____ RAW DATA
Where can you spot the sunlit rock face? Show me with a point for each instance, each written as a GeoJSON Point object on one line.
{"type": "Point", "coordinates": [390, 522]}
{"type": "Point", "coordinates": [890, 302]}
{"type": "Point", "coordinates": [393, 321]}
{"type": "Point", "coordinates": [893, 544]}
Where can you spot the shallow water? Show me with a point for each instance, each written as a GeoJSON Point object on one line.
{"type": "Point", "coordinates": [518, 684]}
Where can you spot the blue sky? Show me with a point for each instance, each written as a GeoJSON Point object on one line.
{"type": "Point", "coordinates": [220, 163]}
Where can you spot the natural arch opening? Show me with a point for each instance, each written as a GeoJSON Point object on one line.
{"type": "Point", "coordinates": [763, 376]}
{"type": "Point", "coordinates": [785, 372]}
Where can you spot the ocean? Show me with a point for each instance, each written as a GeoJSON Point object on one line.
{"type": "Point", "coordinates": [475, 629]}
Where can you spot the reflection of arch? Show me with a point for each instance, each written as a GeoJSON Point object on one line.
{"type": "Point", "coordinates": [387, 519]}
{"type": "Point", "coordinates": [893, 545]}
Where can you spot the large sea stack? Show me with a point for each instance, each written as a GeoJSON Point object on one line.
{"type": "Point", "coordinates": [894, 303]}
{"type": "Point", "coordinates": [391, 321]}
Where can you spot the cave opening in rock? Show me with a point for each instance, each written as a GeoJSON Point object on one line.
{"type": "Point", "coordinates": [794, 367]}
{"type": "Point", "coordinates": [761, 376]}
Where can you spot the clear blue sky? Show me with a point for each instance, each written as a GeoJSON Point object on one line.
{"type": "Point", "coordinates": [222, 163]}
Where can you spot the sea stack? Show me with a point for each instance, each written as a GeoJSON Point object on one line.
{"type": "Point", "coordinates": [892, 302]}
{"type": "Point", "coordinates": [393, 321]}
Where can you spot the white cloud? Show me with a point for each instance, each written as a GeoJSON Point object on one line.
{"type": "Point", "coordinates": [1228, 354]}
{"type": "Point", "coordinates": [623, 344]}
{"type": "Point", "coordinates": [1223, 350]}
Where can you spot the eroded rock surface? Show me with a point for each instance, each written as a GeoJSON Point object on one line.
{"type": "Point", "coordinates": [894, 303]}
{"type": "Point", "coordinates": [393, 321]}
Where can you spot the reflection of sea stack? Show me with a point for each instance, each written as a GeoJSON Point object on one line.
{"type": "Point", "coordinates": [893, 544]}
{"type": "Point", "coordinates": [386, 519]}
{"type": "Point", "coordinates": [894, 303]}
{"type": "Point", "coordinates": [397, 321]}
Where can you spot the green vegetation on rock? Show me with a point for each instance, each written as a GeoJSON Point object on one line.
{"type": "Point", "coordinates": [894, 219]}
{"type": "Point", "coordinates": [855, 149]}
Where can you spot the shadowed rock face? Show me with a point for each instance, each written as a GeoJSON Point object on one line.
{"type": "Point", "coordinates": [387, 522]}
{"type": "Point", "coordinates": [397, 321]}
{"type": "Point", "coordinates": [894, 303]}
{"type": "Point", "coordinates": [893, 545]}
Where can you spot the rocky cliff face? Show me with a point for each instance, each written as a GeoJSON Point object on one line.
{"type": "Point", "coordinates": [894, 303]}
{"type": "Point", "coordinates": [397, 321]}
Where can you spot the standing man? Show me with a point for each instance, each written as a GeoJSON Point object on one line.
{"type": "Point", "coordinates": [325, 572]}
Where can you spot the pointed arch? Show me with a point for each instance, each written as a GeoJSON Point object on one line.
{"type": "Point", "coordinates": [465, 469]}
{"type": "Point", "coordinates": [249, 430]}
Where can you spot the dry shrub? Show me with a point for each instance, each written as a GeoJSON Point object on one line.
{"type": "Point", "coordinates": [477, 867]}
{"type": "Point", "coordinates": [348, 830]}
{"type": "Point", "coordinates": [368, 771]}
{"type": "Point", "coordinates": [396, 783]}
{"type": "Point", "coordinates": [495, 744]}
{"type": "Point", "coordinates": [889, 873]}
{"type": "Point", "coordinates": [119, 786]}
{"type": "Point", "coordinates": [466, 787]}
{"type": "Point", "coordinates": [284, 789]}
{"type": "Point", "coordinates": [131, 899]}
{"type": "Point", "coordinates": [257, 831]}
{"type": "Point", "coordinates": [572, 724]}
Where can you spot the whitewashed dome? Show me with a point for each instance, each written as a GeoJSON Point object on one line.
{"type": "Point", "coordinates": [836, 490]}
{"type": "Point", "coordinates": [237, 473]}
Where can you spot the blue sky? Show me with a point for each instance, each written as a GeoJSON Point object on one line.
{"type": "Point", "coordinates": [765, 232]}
________
ASSIGNMENT |
The records above must be transcribed without a single omission.

ANSWER TO THIS PROBLEM |
Where can you spot the sunlit rock face? Show me with a point for each instance, each written as a GeoJSON Point object on one line.
{"type": "Point", "coordinates": [390, 522]}
{"type": "Point", "coordinates": [890, 302]}
{"type": "Point", "coordinates": [393, 321]}
{"type": "Point", "coordinates": [893, 544]}
Where can you spot the shallow water? Show me with a point for each instance, each written as a GeoJSON Point object on one line.
{"type": "Point", "coordinates": [518, 684]}
Where can you spot the blue sky? Show me with a point for each instance, each written as a GeoJSON Point object on one line.
{"type": "Point", "coordinates": [220, 163]}
Where can you spot the natural arch opening? Show me with a point for each instance, each written as a GeoJSON Point object on one line.
{"type": "Point", "coordinates": [763, 376]}
{"type": "Point", "coordinates": [785, 372]}
Where can you spot the ocean? Show me with a point for each instance, each written as a GeoJSON Point object on one line.
{"type": "Point", "coordinates": [475, 629]}
Where can you spot the reflection of arch? Show me with a point for each instance, each written as a GeoJSON Point object on one line.
{"type": "Point", "coordinates": [387, 519]}
{"type": "Point", "coordinates": [893, 545]}
Where can you spot the large sea stack? Show me with a point for each instance, each written as a GeoJSON Point object on one line.
{"type": "Point", "coordinates": [894, 303]}
{"type": "Point", "coordinates": [391, 321]}
Where can you spot the cave opening in rock? Show me with a point for each instance, each written as a GeoJSON Point object on one line.
{"type": "Point", "coordinates": [794, 367]}
{"type": "Point", "coordinates": [761, 376]}
Where can you spot the clear blue sky? Show me with a point for each instance, each written as a GeoJSON Point object on one line.
{"type": "Point", "coordinates": [222, 163]}
Where can you spot the sea stack? Show me with a point for each instance, each written as a GeoJSON Point object on one line.
{"type": "Point", "coordinates": [892, 302]}
{"type": "Point", "coordinates": [393, 321]}
Where can you spot the white cloud? Show me with a point for each instance, each written as a GeoJSON Point object on one line.
{"type": "Point", "coordinates": [1228, 354]}
{"type": "Point", "coordinates": [623, 344]}
{"type": "Point", "coordinates": [1223, 350]}
Where can you spot the eroded rock surface? Show me with a point for each instance, each written as a GeoJSON Point object on one line.
{"type": "Point", "coordinates": [894, 303]}
{"type": "Point", "coordinates": [393, 321]}
Where can you spot the reflection of sea stack? Show me with a point for each instance, each written as a GeoJSON Point object on one line.
{"type": "Point", "coordinates": [893, 544]}
{"type": "Point", "coordinates": [386, 519]}
{"type": "Point", "coordinates": [894, 303]}
{"type": "Point", "coordinates": [397, 321]}
Where can you spot the green vegetation on rock? Show me with a point for each instance, each written as a GeoJSON Point object on one line.
{"type": "Point", "coordinates": [894, 219]}
{"type": "Point", "coordinates": [855, 149]}
Where can you spot the shadowed rock face? Show me with a point for each instance, each written as a GeoJSON Point object on one line.
{"type": "Point", "coordinates": [387, 522]}
{"type": "Point", "coordinates": [397, 321]}
{"type": "Point", "coordinates": [894, 303]}
{"type": "Point", "coordinates": [893, 545]}
Where can you spot the rocky cliff face? Show me with a point for each instance, each written as a GeoJSON Point object on one line.
{"type": "Point", "coordinates": [894, 303]}
{"type": "Point", "coordinates": [397, 321]}
Where can you spot the standing man? Show me with a point for each instance, each written as a GeoJSON Point object on one line.
{"type": "Point", "coordinates": [325, 572]}
Where can you spot the pointed arch? Show me with a point for each instance, each written as a GeoJSON Point object on one line.
{"type": "Point", "coordinates": [465, 469]}
{"type": "Point", "coordinates": [249, 430]}
Where can you spot the dry shrub? Show me with a point for each instance, each written as a GeoJSON Point object on one line.
{"type": "Point", "coordinates": [477, 867]}
{"type": "Point", "coordinates": [348, 830]}
{"type": "Point", "coordinates": [368, 771]}
{"type": "Point", "coordinates": [396, 783]}
{"type": "Point", "coordinates": [495, 744]}
{"type": "Point", "coordinates": [889, 873]}
{"type": "Point", "coordinates": [119, 786]}
{"type": "Point", "coordinates": [466, 787]}
{"type": "Point", "coordinates": [284, 789]}
{"type": "Point", "coordinates": [131, 899]}
{"type": "Point", "coordinates": [257, 831]}
{"type": "Point", "coordinates": [572, 724]}
Where can you spot the whitewashed dome? Show me with a point for each instance, each written as a GeoJSON Point object on one line.
{"type": "Point", "coordinates": [836, 490]}
{"type": "Point", "coordinates": [237, 473]}
Where can you spot the blue sky? Show me with a point for each instance, each written as a GeoJSON Point object on one line.
{"type": "Point", "coordinates": [765, 232]}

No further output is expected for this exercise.